WHAT THE EXERCISE ASKS: Format the lines of the records below as a JSON list of strings, one string per line, starting with the line that contains "car -> outlines" and going on through the line that contains "136L172 136L172 137L175". Leave out blank lines.

====

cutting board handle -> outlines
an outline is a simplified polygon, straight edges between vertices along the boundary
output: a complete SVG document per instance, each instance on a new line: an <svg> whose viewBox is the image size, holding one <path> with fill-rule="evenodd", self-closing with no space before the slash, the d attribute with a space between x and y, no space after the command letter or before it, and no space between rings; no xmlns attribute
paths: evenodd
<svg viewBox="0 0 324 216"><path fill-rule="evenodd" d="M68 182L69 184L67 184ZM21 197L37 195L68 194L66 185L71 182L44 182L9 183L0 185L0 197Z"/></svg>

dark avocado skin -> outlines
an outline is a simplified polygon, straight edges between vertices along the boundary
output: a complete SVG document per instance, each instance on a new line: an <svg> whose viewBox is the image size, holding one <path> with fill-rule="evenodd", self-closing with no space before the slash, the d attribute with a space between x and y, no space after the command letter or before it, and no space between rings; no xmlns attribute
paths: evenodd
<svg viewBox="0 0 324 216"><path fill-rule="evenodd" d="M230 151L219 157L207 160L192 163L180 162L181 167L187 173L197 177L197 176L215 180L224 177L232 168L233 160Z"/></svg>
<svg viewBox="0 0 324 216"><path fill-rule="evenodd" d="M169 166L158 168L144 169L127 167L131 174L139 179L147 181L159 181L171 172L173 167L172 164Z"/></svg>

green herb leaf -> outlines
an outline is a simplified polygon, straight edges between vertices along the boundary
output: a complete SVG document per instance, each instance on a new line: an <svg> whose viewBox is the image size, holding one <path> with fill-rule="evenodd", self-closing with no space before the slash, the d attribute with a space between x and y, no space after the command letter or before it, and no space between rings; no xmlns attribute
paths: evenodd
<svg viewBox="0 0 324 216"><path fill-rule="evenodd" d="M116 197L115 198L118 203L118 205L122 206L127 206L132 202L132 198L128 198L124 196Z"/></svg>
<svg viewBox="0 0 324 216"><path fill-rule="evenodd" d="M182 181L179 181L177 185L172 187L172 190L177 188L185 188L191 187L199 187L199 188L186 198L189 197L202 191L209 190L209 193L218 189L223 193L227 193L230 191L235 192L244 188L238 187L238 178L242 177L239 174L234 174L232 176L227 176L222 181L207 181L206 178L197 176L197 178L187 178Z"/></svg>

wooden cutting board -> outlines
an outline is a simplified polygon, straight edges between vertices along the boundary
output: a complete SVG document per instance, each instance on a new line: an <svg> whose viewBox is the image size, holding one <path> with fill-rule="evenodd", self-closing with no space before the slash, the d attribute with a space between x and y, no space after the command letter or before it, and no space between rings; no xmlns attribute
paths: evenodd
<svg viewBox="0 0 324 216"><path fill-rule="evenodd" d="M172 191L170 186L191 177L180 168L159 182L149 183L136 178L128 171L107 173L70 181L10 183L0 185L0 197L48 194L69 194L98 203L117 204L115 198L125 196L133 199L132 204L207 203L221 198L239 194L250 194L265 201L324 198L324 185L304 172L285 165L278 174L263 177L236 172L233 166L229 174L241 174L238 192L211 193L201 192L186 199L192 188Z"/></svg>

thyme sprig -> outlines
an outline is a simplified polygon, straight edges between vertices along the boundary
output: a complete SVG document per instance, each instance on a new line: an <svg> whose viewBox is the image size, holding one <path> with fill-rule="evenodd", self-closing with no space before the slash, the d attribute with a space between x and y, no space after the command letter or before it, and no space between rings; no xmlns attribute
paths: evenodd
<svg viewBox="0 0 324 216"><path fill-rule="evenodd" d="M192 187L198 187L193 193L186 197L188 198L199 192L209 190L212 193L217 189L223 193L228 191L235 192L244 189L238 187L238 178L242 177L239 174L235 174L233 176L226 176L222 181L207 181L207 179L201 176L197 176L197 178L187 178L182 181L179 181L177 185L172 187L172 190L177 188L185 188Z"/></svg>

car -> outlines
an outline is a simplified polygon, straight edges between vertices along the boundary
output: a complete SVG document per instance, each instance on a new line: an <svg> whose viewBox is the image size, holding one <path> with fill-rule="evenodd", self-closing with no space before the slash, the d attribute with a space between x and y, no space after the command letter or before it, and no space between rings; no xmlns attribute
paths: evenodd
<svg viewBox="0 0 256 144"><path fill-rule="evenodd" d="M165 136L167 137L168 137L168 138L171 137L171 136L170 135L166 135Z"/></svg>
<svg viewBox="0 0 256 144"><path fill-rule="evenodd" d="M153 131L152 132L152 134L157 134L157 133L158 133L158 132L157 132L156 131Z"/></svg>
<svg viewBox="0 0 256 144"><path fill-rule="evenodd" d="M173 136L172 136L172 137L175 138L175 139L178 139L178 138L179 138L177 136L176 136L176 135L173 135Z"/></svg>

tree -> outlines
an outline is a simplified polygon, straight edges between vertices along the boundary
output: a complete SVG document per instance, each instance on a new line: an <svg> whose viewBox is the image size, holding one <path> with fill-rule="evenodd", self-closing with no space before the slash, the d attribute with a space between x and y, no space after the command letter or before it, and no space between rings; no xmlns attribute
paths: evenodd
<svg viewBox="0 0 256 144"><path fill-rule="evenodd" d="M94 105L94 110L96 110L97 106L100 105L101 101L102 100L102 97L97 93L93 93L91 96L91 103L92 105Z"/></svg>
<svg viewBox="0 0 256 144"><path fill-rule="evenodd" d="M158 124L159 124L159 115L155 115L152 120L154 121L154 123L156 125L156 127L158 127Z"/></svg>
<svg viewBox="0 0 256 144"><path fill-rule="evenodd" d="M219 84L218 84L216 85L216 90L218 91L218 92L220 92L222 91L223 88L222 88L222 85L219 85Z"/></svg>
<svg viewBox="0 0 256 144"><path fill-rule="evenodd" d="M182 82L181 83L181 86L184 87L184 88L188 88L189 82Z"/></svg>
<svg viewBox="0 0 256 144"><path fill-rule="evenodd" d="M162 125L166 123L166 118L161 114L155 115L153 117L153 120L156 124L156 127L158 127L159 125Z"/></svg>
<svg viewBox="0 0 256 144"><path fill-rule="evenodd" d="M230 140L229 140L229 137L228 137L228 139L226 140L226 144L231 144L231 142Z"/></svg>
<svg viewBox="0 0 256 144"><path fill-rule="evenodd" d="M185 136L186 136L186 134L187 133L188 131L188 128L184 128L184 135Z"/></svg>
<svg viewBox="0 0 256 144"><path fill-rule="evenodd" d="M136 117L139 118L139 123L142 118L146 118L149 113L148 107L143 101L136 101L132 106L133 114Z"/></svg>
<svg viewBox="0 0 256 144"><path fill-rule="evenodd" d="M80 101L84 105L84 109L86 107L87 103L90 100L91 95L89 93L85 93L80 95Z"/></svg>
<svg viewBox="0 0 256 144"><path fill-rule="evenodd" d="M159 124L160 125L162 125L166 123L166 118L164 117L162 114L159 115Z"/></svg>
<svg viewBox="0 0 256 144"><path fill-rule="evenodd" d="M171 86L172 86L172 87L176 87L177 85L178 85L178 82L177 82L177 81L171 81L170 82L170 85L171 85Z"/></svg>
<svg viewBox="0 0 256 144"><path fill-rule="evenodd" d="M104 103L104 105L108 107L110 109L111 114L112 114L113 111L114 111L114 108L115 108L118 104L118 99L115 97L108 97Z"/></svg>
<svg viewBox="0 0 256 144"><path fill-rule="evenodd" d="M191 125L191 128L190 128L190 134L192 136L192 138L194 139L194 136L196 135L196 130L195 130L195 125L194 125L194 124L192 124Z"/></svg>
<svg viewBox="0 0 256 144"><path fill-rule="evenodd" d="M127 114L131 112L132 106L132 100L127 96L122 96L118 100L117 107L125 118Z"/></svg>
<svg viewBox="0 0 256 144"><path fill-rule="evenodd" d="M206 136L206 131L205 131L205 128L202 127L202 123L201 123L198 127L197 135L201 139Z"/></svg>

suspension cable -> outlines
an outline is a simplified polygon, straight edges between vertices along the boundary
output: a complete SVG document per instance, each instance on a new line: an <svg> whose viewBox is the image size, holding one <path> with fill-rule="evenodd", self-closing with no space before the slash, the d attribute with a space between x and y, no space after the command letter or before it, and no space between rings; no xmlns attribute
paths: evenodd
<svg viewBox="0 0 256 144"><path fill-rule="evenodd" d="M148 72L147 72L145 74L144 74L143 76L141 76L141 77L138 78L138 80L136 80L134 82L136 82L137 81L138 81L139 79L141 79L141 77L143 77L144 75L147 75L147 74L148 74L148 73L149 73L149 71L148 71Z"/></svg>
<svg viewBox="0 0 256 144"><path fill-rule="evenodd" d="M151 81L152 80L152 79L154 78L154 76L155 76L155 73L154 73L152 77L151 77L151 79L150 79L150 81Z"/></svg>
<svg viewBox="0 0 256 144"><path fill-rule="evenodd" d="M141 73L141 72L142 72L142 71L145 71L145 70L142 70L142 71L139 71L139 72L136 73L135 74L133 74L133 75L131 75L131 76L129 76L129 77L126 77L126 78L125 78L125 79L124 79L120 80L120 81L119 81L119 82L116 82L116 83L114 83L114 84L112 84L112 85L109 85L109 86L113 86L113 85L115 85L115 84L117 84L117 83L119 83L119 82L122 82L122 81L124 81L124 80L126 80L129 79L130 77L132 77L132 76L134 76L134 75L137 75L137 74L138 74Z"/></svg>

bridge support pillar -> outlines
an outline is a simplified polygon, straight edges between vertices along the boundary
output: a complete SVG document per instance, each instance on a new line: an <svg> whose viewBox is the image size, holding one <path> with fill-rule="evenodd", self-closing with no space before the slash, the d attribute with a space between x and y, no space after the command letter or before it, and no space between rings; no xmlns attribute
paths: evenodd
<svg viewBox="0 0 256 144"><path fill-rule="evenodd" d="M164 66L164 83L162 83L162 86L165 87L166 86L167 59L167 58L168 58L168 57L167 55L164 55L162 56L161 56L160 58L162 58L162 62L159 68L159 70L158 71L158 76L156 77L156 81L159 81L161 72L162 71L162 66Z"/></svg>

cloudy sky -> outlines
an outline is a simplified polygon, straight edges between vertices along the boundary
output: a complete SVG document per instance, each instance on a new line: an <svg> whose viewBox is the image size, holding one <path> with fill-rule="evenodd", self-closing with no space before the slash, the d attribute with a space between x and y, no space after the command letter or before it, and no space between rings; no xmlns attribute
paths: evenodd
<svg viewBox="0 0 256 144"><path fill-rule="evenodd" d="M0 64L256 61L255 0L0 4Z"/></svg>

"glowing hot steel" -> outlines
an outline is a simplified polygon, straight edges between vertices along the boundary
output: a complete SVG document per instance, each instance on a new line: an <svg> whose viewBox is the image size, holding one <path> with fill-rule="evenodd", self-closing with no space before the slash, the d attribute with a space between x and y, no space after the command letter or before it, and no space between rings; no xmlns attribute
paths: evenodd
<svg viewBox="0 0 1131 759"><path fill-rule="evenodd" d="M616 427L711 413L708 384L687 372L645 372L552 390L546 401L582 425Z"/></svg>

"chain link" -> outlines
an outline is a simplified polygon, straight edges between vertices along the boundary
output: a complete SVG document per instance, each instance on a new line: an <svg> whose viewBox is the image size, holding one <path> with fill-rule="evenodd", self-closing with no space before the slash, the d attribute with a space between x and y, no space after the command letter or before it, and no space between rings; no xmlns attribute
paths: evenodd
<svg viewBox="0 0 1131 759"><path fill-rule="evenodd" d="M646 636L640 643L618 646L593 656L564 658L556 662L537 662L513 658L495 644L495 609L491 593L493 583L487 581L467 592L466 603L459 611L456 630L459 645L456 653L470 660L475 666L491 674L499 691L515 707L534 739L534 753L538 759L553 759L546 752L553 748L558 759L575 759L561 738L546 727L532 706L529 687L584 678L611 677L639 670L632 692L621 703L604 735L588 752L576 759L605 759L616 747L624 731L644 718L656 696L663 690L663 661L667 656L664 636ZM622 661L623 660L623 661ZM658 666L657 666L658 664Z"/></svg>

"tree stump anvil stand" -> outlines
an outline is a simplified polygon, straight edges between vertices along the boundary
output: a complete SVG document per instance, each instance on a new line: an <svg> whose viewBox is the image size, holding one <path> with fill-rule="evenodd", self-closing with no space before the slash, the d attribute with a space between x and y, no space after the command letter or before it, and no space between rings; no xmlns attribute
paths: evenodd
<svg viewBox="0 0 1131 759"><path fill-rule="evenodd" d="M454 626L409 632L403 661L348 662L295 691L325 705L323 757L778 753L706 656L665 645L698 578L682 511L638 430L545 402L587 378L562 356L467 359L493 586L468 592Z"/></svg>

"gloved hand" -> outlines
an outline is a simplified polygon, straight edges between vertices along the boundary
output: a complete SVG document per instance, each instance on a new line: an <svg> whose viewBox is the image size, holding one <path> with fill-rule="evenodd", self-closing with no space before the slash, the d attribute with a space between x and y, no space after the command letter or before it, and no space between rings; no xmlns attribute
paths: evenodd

====

EXERCISE RESPONSE:
[
  "car -> outlines",
  "an outline is a simplified polygon, straight edges between vertices along the boundary",
  "output: a complete SVG document per instance, each instance on a new line: an <svg> whose viewBox is the image size, holding one <path> with fill-rule=\"evenodd\", self-closing with no space before the slash, the d attribute with a space between x and y, no space after the command letter or before it, and no space between rings; no xmlns attribute",
  "paths: evenodd",
  "<svg viewBox=\"0 0 256 144\"><path fill-rule=\"evenodd\" d=\"M165 136L167 137L168 137L168 138L171 137L171 136L170 135L166 135Z\"/></svg>",
  "<svg viewBox=\"0 0 256 144\"><path fill-rule=\"evenodd\" d=\"M153 131L152 132L152 134L157 134L157 133L158 133L158 132L157 132L156 131Z\"/></svg>",
  "<svg viewBox=\"0 0 256 144\"><path fill-rule=\"evenodd\" d=\"M173 136L172 136L172 137L175 138L175 139L178 139L178 138L179 138L177 136L176 136L176 135L173 135Z\"/></svg>"
]